Text provided:
• • • • •
Is it legal? A Question of Culture - Deputy Governor Ed Sibley
14 November 2017
Speech
Speaking at the Eversheds
Sutherland Conference - "Leadership and
Culture Change in Financial Services"
Introduction1
Good
morning, ladies and gentlemen. I am delighted to be here this morning to speak
at this well-timed and highly relevant event.
There
has been much discussion on culture in Irish financial services in recent
months, particularly, but not exclusively, with reference to the Irish retail
banks.
I
spoke at an event recently2 during which I highlighted the breakdown in public trust and confidence in banking,
and the need for meaningful cultural change to repair and restore trust. I
will expand further on this issue today as it extends beyond banking, and will
also cover the work of the Central Bank with regard to behaviour and culture
and the connected topic of diversity.
The importance of
culture
Culture
is a somewhat nebulous concept, and much more difficult to define and measure
than profitability, pricing, compliance with regulatory requirements, such as
minimum capital requirements, liquidity coverage ratios, and so on. But, that does not make it any less important
- as the saying goes, it eats strategy
for breakfast3.
The Financial
Stability Board defines culture as an "institution’s
norms, attitudes and behaviours related to risk awareness, risk taking and risk
management, or the institution’s risk culture."4 Or to put in another way, an organisation's culture is formed by the
assumptions, values, expectations and beliefs, which drive behaviours of staff.
• • • • •
Data rows:
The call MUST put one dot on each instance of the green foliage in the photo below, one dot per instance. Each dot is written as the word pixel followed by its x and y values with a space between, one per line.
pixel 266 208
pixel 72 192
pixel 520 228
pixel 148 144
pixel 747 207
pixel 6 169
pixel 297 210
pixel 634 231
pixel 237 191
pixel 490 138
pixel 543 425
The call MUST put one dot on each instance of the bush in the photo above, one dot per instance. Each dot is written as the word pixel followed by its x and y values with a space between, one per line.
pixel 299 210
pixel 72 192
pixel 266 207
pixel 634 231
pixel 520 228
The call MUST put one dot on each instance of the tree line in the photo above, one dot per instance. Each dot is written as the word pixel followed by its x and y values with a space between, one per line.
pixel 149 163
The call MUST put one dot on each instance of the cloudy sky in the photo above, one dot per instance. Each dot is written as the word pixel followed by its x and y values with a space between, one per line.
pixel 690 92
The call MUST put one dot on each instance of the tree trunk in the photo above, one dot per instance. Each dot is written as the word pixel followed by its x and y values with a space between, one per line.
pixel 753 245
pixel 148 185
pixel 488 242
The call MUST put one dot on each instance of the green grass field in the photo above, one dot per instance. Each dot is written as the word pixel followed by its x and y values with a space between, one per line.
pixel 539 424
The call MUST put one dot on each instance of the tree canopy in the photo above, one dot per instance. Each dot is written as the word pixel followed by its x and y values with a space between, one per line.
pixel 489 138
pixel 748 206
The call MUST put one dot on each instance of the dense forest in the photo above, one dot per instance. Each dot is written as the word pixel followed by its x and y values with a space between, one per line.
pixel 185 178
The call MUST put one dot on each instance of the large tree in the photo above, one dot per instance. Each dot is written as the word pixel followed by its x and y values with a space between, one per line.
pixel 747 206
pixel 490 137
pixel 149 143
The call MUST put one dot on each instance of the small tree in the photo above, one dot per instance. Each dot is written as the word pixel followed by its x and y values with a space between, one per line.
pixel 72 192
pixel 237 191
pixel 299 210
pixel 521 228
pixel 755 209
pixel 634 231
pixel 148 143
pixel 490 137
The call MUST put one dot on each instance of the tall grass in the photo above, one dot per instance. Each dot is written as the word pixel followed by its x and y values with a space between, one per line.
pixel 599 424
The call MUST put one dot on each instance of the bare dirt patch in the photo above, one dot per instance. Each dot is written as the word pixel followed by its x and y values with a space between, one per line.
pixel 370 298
• • • • •
Work to complete:
a. Could you restate word for word the part of the speech on culture in financial services from "Is it legal?" up to and including "highly relevant event."?
b. Could you quote the records from the line with "the tree trunk" up to and including the line with "pixel 185 178"?

Exercise responses:
a.
Is it legal? A Question of Culture - Deputy Governor Ed Sibley
14 November 2017
Speech
Speaking at the Eversheds
Sutherland Conference - "Leadership and
Culture Change in Financial Services"
Introduction1
Good
morning, ladies and gentlemen. I am delighted to be here this morning to speak
at this well-timed and highly relevant event.

b.
The call MUST put one dot on each instance of the tree trunk in the photo above, one dot per instance. Each dot is written as the word pixel followed by its x and y values with a space between, one per line.
pixel 753 245
pixel 148 185
pixel 488 242
The call MUST put one dot on each instance of the green grass field in the photo above, one dot per instance. Each dot is written as the word pixel followed by its x and y values with a space between, one per line.
pixel 539 424
The call MUST put one dot on each instance of the tree canopy in the photo above, one dot per instance. Each dot is written as the word pixel followed by its x and y values with a space between, one per line.
pixel 489 138
pixel 748 206
The call MUST put one dot on each instance of the dense forest in the photo above, one dot per instance. Each dot is written as the word pixel followed by its x and y values with a space between, one per line.
pixel 185 178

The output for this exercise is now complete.